# Instruções de trabalho
a – Resuma em duas frases o trecho sobre a Bhagavad Gītā.
b – Transcreva do trecho sobre a Bhagavad Gītā a parte que começa com as palavras “Krishna desenvolve ao” e termina com “do ser humano.”.
c – Por favor, dê continuidade ao trecho sobre a Bhagavad Gītā a partir da última frase apresentada.

# Trecho
########

A ideia desta escuta sintrópica do sagrado coração, que dá a primazia àquilo que a consciência percebe como constituindo o melhor e mais justo (śreyas) sobre aquilo que o corpo experimenta como o mais prazeroso (preyas), está presente também na maioria das Upaniṣades, uma vez que elas tratam da mente e da relação do homem com o sagrado que reside no coração sob a forma de amor (Ātman).
Krishna desenvolve ao longo do Mahābhārata e equaciona no capítulo da Bhagavad Gītā a fenomenologia da consciência sintrópica. Vários episódios do Mahābhārata mostram como é difícil desenvolver a escuta do sagrado (ṛta, dharma) em sua pureza (śuddha). Krishna rompe com o que era geralmente aceito, promovendo o deslocamento do entendimento habitual do sagrado e das leis que regulavam as relações humanas. Não sem razão, a Bhagavad Gītā é reconhecida como uma alegoria poética desse deslocamento, que oferece um novo sentido para a luta interior do ser humano.
A Escritura Sagrada, por excelência, que trata da filosofia sintrópica e as suas leis, é a Bhagavad Gītā. O texto trata, não de uma religião em particular, mas do sagrado e da espiritualidade em geral. Trata dos princípios do altruísmo biológico, expresso sob a forma do sentimento sintrópico de “sagrado” presente nas diferentes tradições religiosas e do “humanismo” cultivado no seio das distintas culturas. Nesse sentido, pode-se compreender a Bhagavad Gītā, não como uma Escritura Sagrada com uma mensagem destinada, exclusivamente, a um povo, numa determinada época, mas, pelo contrário, como uma reflexão, que revela ao mundo a práxis da filosofia sintrópica. A Bhagavad Gītā nos possibilita sintetizar a essência da metafísica, presente nas várias mensagens religiosas, destinadas a distintos povos. No dizer de Mahatma Gandhi, o texto nos possibilita compreender as distintas religiões "como os galhos no tronco de uma mesma árvore".
Se a Bhagavad Gītā ainda não é assim reconhecida, isto se deve ao fato de existirem diferentes níveis de acesso e compreensão da filosofia sintrópica revelada no texto. De um lado, se consideramos que a Bhagavad Gītā nos apresenta Krishna como o Deus Absoluto, então nos relacionamos com o texto como se ele fosse uma espécie de Evangelho e a sua mensagem poderia ser resumida em algo como: “Só Krishna salva; Krishna é o caminho a verdade e a vida”. Nesse caso, a Bhagavad Gītā poderia ser entendida como uma Escritura Sagrada exclusiva que competiria, por exemplo, com a Bíblia, tentando impor-se como a palavra do Supremo Deus, único e verdadeiro, no caso, o Senhor Krishna. Por outro lado, quando considerarmos que a Bhagavad Gītā retrata Krishna transmitindo a Arjuna a filosofia sintrópica que nasce da experiência com o sagrado coração, na práxis, então esse coração metafórico, que representa a presença do sagrado no ser humano (Ātman), torna-se o caminho a verdade e a vida. Nesse caso, não é Krishna quem salva. Ele apenas aponta para as leis da sintropia, cuja base é o que chamamos, modernamente, de altruísmo biológico. É este altruísmo a marca essencial de toda e qualquer experiência verdadeiramente espiritualista, que independe da cultura, do tipo de fé religiosa, de qualquer divindade ou princípio metafísico.

########

# Informações registradas
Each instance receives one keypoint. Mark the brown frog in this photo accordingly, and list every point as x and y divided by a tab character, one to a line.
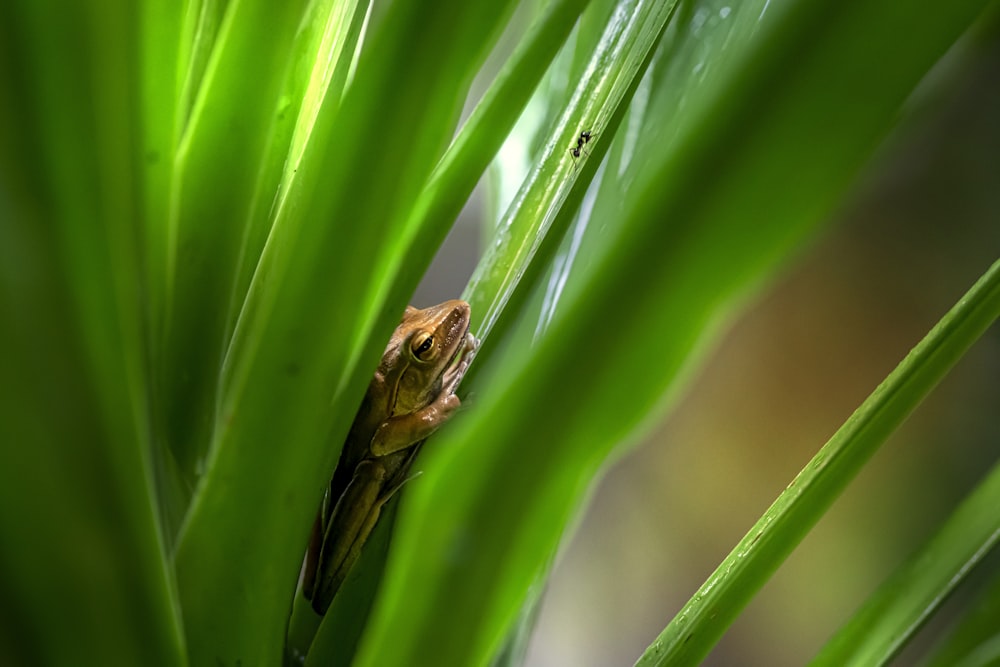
411	395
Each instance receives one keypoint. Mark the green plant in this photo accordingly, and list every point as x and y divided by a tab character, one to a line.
214	212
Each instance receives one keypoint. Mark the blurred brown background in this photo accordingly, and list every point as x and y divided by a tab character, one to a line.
920	226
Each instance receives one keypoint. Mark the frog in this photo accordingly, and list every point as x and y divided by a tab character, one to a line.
410	396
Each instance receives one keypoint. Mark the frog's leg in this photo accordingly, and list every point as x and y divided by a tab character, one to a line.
352	521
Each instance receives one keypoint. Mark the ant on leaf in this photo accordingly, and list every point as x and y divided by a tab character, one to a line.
584	138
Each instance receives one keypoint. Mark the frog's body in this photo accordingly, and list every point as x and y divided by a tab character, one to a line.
411	395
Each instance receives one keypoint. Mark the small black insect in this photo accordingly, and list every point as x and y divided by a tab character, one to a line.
584	138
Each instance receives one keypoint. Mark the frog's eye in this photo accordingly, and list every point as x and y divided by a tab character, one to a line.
422	346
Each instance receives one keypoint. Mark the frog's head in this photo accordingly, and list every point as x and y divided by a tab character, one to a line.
425	351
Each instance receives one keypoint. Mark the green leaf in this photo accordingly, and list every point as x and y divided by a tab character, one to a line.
315	321
716	194
891	616
84	568
975	639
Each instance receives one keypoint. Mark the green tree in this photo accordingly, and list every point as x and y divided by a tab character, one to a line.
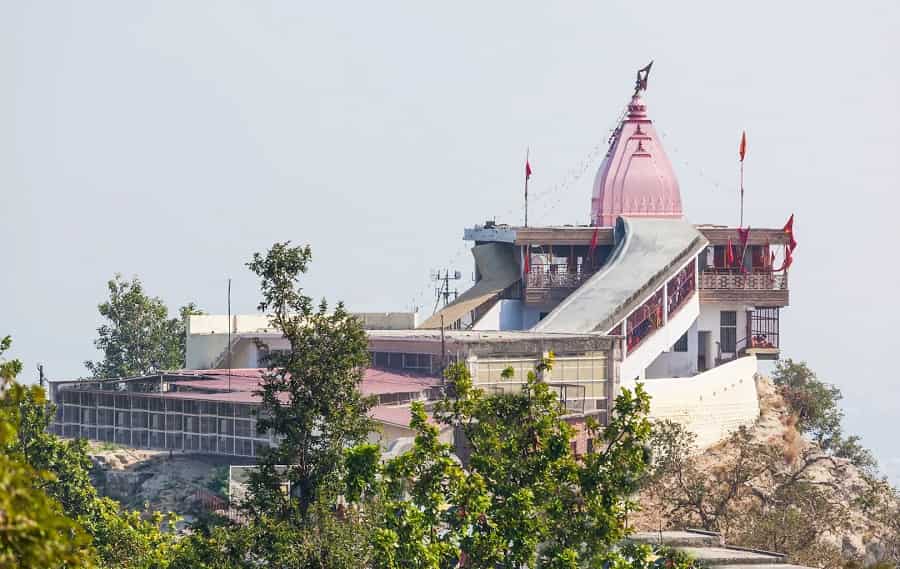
138	336
523	500
310	396
120	539
326	539
34	531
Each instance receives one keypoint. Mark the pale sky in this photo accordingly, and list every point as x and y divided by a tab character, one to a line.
173	139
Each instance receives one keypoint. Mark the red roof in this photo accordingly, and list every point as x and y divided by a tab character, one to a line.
375	381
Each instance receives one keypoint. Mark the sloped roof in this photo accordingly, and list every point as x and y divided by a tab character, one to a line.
648	251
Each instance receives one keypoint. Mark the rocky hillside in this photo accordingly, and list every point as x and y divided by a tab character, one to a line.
156	480
771	488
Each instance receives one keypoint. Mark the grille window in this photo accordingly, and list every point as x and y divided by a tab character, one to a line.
681	344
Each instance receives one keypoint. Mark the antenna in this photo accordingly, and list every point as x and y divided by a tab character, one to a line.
443	289
229	335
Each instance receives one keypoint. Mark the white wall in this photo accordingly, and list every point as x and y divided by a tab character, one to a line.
712	404
710	314
506	314
676	364
531	315
636	361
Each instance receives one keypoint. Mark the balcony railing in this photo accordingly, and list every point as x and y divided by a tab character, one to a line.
555	276
734	280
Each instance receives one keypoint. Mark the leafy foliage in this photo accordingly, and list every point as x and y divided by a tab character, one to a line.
310	397
138	337
34	531
119	539
815	403
523	500
325	539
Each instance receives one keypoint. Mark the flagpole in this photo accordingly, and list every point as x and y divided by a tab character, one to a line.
526	187
742	152
742	193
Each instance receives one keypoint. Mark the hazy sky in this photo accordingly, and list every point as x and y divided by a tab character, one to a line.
173	139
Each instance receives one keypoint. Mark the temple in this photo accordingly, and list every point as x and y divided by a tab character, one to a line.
640	293
684	298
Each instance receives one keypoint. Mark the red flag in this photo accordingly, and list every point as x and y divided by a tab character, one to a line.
594	239
788	259
789	229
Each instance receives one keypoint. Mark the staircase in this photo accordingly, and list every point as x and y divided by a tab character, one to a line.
711	551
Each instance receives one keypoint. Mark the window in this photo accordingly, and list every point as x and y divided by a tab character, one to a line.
728	331
681	344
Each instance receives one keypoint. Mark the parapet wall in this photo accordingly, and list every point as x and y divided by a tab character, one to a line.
712	404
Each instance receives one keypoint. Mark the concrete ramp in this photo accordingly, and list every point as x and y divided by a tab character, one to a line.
499	269
648	252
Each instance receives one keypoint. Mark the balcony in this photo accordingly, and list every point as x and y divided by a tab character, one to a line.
760	288
551	283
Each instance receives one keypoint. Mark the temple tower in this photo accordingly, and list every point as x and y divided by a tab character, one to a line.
635	178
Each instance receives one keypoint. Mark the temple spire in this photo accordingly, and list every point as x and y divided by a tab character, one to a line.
640	83
636	178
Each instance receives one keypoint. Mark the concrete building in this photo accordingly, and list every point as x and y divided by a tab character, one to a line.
684	299
641	294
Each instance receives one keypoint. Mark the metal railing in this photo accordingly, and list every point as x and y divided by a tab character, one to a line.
556	276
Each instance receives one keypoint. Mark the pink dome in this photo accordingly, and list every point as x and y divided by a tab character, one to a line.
635	178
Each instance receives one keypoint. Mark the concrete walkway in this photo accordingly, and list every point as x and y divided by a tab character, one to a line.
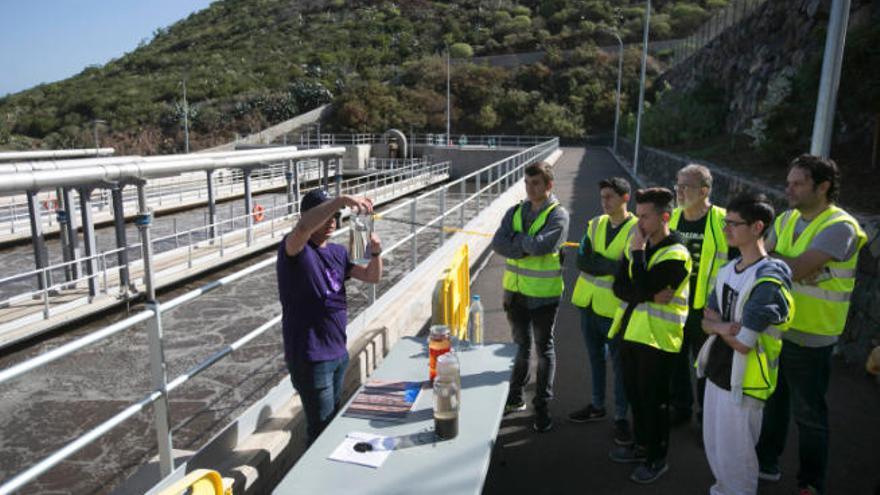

########

# Resultados do exercício
a – A Bhagavad Gītā é apresentada como a Escritura Sagrada por excelência da filosofia sintrópica: trata do sagrado e da espiritualidade em geral, e não de uma religião em particular, e retrata Krishna rompendo com o entendimento habitual do sagrado. Quando se entende que Krishna transmite a Arjuna a filosofia que nasce da experiência com o sagrado coração, não é ele quem salva; ele apenas aponta para as leis da sintropia, cuja base é o altruísmo biológico.

b –
Krishna desenvolve ao longo do Mahābhārata e equaciona no capítulo da Bhagavad Gītā a fenomenologia da consciência sintrópica. Vários episódios do Mahābhārata mostram como é difícil desenvolver a escuta do sagrado (ṛta, dharma) em sua pureza (śuddha). Krishna rompe com o que era geralmente aceito, promovendo o deslocamento do entendimento habitual do sagrado e das leis que regulavam as relações humanas. Não sem razão, a Bhagavad Gītā é reconhecida como uma alegoria poética desse deslocamento, que oferece um novo sentido para a luta interior do ser humano.

c –
O altruísmo biológico mostra o modo natural de nos relacionarmos com o nosso sagrado coração – que é o assento do Ser e, para muitos, a sede do Espírito Santo (Ātman). Krishna pede a Arjuna na Bhagavad Gītā para que cultive e desenvolva esta escuta sintrópica do coração que lhe permite colocar o altruísmo biológico em pleno funcionamento, expressando-se como o poder do amor em ação. Krishna trata dos critérios que devemos adotar na execução de toda e qualquer ação e define o puro yoga como expressão desse altruísmo biológico que nos leva a dar primazia àquilo que se acredita ser o melhor e mais justo (śreyas) em vez daquilo que nos aparece como o mais prazeroso (preyas). Ele identifica a sabedoria e a maestria na ação com a práxis sintrópica fundada nesta forma altruísta de renúncia e desapego. A renúncia de que trata Krishna é a renúncia ao interesse pessoal e jamais à ação necessária, justa e legítima, realizada pelo bem do outro.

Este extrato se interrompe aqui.